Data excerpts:

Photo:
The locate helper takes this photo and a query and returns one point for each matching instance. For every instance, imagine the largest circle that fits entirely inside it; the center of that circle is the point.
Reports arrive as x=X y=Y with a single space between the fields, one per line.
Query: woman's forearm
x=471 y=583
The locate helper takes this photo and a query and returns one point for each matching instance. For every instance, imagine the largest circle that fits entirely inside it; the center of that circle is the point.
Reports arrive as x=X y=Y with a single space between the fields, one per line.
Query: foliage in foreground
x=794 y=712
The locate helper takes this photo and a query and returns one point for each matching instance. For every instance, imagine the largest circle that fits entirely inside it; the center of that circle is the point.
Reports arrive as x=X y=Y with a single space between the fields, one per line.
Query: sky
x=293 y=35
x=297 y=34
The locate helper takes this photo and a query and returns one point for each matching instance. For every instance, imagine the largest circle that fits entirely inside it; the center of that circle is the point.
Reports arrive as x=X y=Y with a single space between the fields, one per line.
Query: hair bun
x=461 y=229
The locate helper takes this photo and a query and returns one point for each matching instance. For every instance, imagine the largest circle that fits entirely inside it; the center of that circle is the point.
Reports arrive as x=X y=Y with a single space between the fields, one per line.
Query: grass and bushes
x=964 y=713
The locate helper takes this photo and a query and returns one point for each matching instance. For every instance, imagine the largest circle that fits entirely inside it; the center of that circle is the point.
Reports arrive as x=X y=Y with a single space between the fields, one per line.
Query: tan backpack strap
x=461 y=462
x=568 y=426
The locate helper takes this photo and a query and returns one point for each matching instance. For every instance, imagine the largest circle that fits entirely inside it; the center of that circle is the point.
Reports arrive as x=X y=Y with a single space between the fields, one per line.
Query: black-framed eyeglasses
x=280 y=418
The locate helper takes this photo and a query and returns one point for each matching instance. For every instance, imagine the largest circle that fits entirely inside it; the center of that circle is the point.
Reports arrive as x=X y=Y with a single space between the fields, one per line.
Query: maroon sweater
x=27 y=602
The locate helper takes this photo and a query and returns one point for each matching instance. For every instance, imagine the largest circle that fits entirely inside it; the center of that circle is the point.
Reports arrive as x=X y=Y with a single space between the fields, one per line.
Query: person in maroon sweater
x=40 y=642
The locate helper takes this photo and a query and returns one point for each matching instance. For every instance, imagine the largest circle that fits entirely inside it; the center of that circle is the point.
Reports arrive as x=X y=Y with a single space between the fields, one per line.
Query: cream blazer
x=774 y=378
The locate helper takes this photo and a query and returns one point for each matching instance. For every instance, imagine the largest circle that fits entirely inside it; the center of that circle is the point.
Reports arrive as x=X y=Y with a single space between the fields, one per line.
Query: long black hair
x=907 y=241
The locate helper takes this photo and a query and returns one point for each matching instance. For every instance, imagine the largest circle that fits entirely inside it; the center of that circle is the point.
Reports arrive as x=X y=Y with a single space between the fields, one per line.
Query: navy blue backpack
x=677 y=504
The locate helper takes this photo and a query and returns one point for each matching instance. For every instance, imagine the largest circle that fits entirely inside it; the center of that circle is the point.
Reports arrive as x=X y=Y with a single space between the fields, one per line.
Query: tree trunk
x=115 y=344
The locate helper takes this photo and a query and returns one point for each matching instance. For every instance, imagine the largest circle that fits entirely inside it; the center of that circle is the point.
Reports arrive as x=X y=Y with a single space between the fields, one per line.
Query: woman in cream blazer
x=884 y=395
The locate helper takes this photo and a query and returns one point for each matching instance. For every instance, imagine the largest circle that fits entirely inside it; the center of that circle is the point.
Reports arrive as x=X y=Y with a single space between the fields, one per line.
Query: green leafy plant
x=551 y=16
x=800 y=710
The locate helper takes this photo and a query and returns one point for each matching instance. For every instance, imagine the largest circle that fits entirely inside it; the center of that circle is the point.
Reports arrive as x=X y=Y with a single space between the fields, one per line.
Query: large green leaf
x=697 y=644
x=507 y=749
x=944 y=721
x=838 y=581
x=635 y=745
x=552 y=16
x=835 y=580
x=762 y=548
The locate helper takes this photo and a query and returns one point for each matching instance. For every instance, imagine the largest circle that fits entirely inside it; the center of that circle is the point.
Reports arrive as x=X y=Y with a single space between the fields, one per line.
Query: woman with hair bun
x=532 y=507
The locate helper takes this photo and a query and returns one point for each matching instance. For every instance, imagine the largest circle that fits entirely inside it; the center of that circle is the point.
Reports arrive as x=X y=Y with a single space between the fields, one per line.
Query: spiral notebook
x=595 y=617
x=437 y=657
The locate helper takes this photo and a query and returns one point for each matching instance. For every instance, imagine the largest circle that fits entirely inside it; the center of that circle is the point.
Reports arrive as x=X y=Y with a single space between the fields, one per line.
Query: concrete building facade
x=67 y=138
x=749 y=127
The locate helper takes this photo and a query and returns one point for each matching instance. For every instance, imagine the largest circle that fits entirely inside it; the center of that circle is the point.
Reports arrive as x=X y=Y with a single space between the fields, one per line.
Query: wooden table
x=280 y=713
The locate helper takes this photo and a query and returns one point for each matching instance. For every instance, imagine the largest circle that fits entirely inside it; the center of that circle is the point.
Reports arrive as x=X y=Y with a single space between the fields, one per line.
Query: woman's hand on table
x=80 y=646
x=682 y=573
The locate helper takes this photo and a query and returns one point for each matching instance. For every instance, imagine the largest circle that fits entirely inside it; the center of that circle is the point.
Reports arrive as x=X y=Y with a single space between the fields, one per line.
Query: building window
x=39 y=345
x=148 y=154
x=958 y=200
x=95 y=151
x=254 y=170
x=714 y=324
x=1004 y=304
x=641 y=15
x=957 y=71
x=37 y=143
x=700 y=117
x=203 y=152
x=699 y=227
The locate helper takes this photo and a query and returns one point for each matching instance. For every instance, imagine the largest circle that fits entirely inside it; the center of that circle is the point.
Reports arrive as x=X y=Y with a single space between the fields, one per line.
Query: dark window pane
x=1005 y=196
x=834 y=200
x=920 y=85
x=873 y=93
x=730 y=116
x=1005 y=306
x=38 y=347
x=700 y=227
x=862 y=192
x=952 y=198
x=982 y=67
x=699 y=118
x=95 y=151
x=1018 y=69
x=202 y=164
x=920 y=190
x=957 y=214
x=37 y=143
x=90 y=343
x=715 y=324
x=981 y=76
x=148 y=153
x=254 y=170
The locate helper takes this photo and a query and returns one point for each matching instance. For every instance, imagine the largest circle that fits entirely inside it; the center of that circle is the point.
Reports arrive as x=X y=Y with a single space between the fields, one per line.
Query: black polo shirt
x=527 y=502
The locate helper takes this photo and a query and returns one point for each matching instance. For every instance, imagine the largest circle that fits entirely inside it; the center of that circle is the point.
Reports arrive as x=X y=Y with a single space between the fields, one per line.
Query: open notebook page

▶ [Task objective]
Copy each entry exactly, with nothing added or dropped.

▶ [The completed task]
Photo:
The locate helper takes this photo and a query and returns one point for each matching instance. For every instance, imagine the largest circle that fits entirely inside it; the center of that circle is the point.
Reports arrive as x=X y=Y with a single space between the fields, one per line.
Query: woman's forearm
x=471 y=583
The locate helper takes this photo and a query and returns one point for each matching instance. For every instance, imagine the largest circle that fits entirely inside it; the center of that circle is the point.
Reports arrive as x=X y=Y with a single space between the fields, one per line.
Query: foliage in foreground
x=794 y=712
The locate helper takes this photo and a query and returns one point for each matching instance. For every instance, imagine the largest circle that fits entirely inside it; the center of that circle is the point.
Reports arrive as x=X y=Y with a single space between the fields, one per line.
Query: sky
x=293 y=35
x=297 y=34
The locate helper takes this photo and a query and returns one point for each matching instance. For every instance, imagine the largest circle that fits entirely inside it; the center of that circle is the point.
Reports arrive as x=X y=Y with a single space between the fields, one per line.
Query: hair bun
x=461 y=229
The locate helper takes this photo and a query and returns one point for each matching instance. For every instance, imagine the largest circle that fits entirely inside it; the center of that circle is the point.
Reports arrive as x=X y=Y with a single space between the fields, one per line.
Query: grass and bushes
x=964 y=713
The locate helper takes this photo and a query and returns one point for each matching instance. For every instance, imagine the largest circle that fits entirely inside it; the center of that circle is the point.
Reports arrive as x=X y=Y with a single space between the fields, one per line.
Query: tan backpack strap
x=461 y=462
x=568 y=426
The locate helper takes this photo and a query and returns one point for each matching instance. For every instance, imagine the largest circle that fits entirely inside it; the center of that circle is the point.
Reports arrive as x=X y=Y with a single space between the fields, one per line.
Query: black-framed eyeglasses
x=280 y=418
The locate helper takes this photo and a query and returns one point for each matching instance. For every instance, imagine the largest circle that fits entirely inside it; the center of that circle is the point.
Reports arrive as x=X y=Y with a single space between the fields, one per line.
Query: maroon sweater
x=27 y=602
The locate helper takes this photo and a query and returns one point for each matching instance. For every instance, imagine the largest circle that fits entirely inside it; the center of that circle is the point.
Reports arrive as x=X y=Y with a single space between the fields, one per line.
Query: person in maroon sweater
x=40 y=642
The locate helper takes this photo and a query and returns one point for each matching instance. For every instance, imagine the largest circle that fits entirely inside it; the center of that circle is the point.
Reports arrive as x=X y=Y with a single space between the fields, one per line.
Query: cream blazer
x=774 y=378
The locate helper takes this photo and a query and returns one point for each matching instance. For every instance, imagine the largest circle that fits entirely inside it; the center of that circle is the point.
Reports arrive as x=X y=Y with a single space between the fields, one per line.
Query: long black hair
x=907 y=241
The locate helper takes this photo and a query and returns one point for each matching instance. For every instance, imagine the largest circle that fits entirely inside it; the center of that circle is the point.
Reports arrive as x=X y=Y with a single space between the fields, one per line.
Query: navy blue backpack
x=677 y=504
The locate helper takes this photo and a query and returns one point for each matching instance. For every instance, imagine the largest circle that fits entirely inside it; the center of that circle is the point.
Reports arrive as x=X y=Y with a single space between the fields, one per line.
Query: tree trunk
x=115 y=344
The locate helper takes this photo and a query and returns one point for each matching instance. For every instance, imagine the largest circle that fits entirely inside it; the center of that circle is the point.
Reports arrive as x=X y=Y with a single space between the fields, one per line.
Query: woman in cream blazer
x=884 y=395
The locate helper takes this photo and a query and returns one point for each matching instance. For every instance, imagine the largest circle that fits entirely inside it; the center of that circle is the point.
Reports arrive as x=X y=Y with a single space between the fields, one per line.
Query: green leafy plant
x=551 y=16
x=800 y=710
The locate helper takes this photo and a query and returns one point for each matching instance. For every instance, imagine the largest circle that fits entirely inside it; the center of that circle is the point.
Reports arrive as x=X y=Y with a single space between the fields, one per line.
Query: large green leaf
x=697 y=644
x=507 y=749
x=944 y=721
x=838 y=581
x=635 y=745
x=552 y=16
x=835 y=580
x=762 y=548
The locate helper takes this photo and a query and returns one point for each matching instance. For every instance, imagine the largest circle that fits entirely inside it; the center of that circle is the point.
Reports arrive as x=X y=Y with a single space between the fields, one per line.
Query: woman with hair bun
x=532 y=507
The locate helper takes this photo and a query and returns one point for each matching instance. For every instance, imagine the largest circle that fits entirely inside it; the center of that circle is the point.
Reports arrive as x=X y=Y with a single space between the fields, one per line.
Query: spiral notebook
x=595 y=617
x=437 y=657
The locate helper takes this photo and a query and returns one point for each matching instance. For every instance, imagine the largest circle that fits entirely inside it; the center of that circle is the point.
Reports arrive as x=X y=Y with a single space between the fields, one per line.
Query: concrete building facade
x=67 y=138
x=749 y=127
The locate helper takes this photo and a query and returns one point for each matching instance. For every instance, imagine the largest circle that fits entirely inside it; the center of that circle is the point.
Reports arrive as x=X y=Y with a single space between the fields, one per line.
Query: wooden table
x=280 y=713
The locate helper takes this photo and a query and returns one point for each matching instance. For every instance, imagine the largest circle that fits entirely inside it; the center of that circle is the point.
Reports arrive as x=X y=Y with a single space between the fields, one per line.
Query: woman's hand on table
x=80 y=646
x=682 y=573
The locate helper takes this photo and a query and returns one point for each matching instance. For every instance, imagine the largest circle that fits entirely inside it; the center of that circle is the point.
Reports arrive as x=X y=Y with a single space between the fields, one per line.
Query: building window
x=39 y=345
x=148 y=154
x=958 y=200
x=95 y=151
x=254 y=170
x=714 y=324
x=1004 y=304
x=641 y=15
x=957 y=71
x=37 y=143
x=700 y=117
x=203 y=152
x=699 y=227
The locate helper takes this photo and a query and returns one point for each matching instance. For every instance, imagine the largest circle that fits entirely inside it; the center of that circle is the point.
Reports arrive as x=X y=Y with a single space between the fields, one per line.
Query: dark window pane
x=1005 y=196
x=834 y=200
x=920 y=85
x=873 y=93
x=730 y=116
x=1005 y=306
x=38 y=347
x=700 y=227
x=862 y=192
x=952 y=198
x=982 y=67
x=699 y=118
x=95 y=151
x=1018 y=69
x=202 y=164
x=920 y=190
x=957 y=214
x=37 y=143
x=90 y=343
x=715 y=324
x=981 y=76
x=148 y=153
x=254 y=170
The locate helper takes this photo and a query and returns one point for each matching instance. For every instance, imagine the largest circle that fits entirely inside it; the center of that circle is the point.
Reports arrive as x=X y=Y with a single space between the fields, one per line.
Query: black polo shirt
x=527 y=502
The locate helper takes this photo and a query and returns one point for each matching instance. For every instance, imagine the largest circle that fits entirely inside it; the center of that circle is the point.
Reports arrive as x=X y=Y with a single space between the fields, one per line.
Query: open notebook page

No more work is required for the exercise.